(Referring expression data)
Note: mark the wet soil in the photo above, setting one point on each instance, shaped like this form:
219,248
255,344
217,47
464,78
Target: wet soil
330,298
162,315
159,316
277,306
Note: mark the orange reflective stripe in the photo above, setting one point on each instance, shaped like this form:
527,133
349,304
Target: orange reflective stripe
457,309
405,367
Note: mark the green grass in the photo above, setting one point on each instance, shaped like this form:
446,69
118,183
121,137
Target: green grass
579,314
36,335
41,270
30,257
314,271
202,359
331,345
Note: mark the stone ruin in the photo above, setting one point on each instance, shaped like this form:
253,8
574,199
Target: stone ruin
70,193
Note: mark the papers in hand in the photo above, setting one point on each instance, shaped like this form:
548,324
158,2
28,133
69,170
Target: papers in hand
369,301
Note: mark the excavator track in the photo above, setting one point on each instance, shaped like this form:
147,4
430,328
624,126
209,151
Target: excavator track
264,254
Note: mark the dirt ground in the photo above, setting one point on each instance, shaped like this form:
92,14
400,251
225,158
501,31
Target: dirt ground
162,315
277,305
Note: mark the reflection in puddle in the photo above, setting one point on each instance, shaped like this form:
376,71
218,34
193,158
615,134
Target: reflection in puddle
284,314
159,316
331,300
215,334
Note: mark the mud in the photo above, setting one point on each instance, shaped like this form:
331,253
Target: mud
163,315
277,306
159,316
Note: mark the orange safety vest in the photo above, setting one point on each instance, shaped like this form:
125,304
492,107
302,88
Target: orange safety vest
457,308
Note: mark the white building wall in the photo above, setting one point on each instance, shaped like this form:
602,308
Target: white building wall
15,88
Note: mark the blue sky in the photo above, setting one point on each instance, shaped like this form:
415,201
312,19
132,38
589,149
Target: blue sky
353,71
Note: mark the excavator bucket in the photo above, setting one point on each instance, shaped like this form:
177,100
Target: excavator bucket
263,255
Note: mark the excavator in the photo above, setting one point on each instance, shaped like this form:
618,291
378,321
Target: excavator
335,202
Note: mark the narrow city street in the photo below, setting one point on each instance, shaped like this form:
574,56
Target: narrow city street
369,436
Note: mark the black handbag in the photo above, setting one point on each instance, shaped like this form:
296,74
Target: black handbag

_WHAT IS REQUIRED_: All lines that hold the word "black" should be copied from the data.

_SOLVED EXERCISE_:
Note: mark the black handbag in the photo above, setting one point on each instance, shaped like this form:
Target: black handbag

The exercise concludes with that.